**Document segment:**
But more isn’t always better. Just ask anyone who doubled their carb intake on race day without training their gut to handle it. Smart fueling beats more fueling, every time.
We sat down with sports dietitian Kylee Van Horn (https://flynutrition.org/) to break down what actually matters: how glycogen stores impact performance, what leads to depletion, and how to fuel for consistent, high-quality training.
Glycogen stores: You body’s snack shelf (and why you need to keep it stocked)
Glycogen is your body’s way of storing carbohydrates in the muscles and liver—your most accessible fuel during endurance training.
As Kylee puts it, “I like to explain glycogen stores as your muscle and liver storage centers for carbohydrates… your muscles hold the most, but the liver stores can also be an important tool for energy production for the brain when blood glucose is low.”
The challenge is that storage is limited.
When those glycogen stores run low, performance drops. That “hitting the wall” feeling isn’t random—it’s glycogen depletion.
“The brain starts to feel foggy due to lack of glucose and the body starts to slow down due to a dramatic shift in sustainable power output,” Kylee said.
Fueling isn’t just about energy—it’s about delaying that drop-off as long as possible.
The great debate: How many carbs per hour?
Despite the noise, the foundation hasn’t changed. Most athletes will perform best taking in 60–90 grams of carbohydrate per hour during longer or harder efforts.
The recent push toward 90 grams per hour—and beyond—has a place, but it may not work for everyone.
“Carb intake… is highly variable,” Kylee said. Athletes training for longer distances or producing higher power outputs are often the ones who benefit most from increasing intake, since they’re burning through more energy each hour.
The takeaway: fueling should match the demands of your training—and it’s not a one-size-fits-all number.
Gut training: The difference between the podium and the port-a-potty
If there’s one thing that limits higher carb intake, it’s digestion.
Gut training is the process of practicing carbohydrate intake during exercise so your body adapts. Over time, this can increase how much you’re able to absorb and utilize.
“It can produce measurable structural and biochemical changes that increase how much carbohydrate your gut can absorb and tolerate,” Kylee said.
The key is progression. Start with your baseline, then gradually increase intake by about 10–15 grams per hour every few weeks. Practice this during real workouts (not just race on day) and use a mix of carbohydrate sources to maximize absorption.
Like endurance itself, this is something you build.
Carbs before a run: Fuel up before you lace up
Going into a session underfueled makes everything harder.
A practical starting point for carbs before exercise is around 0.5–2 grams per kilogram of body weight, ideally 1–3 hours before training.
Kylee emphasizes a gradual approach: start small, keep fat and fiber low, and build up over time. For some athletes, especially closer to the start, liquid carbohydrates may be easier to tolerate than solid food. Endurance Fuel or High Carb Fuel are both great options.
Remember, fueling is all about finding what works and repeating it. Day after day, week after week, training block after training block.

Carb loading is a lifestyle
Carb loading isn’t just for race week—it’s a tool for better training.

**Assigned task:** In the fueling article, how much and how often should carbohydrate intake be increased during gut training? Please rely only on the fueling article for this.

**Data segment:**
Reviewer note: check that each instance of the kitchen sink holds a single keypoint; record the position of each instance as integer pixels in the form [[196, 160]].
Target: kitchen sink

**Written reply:** By about 10–15 grams per hour every few weeks.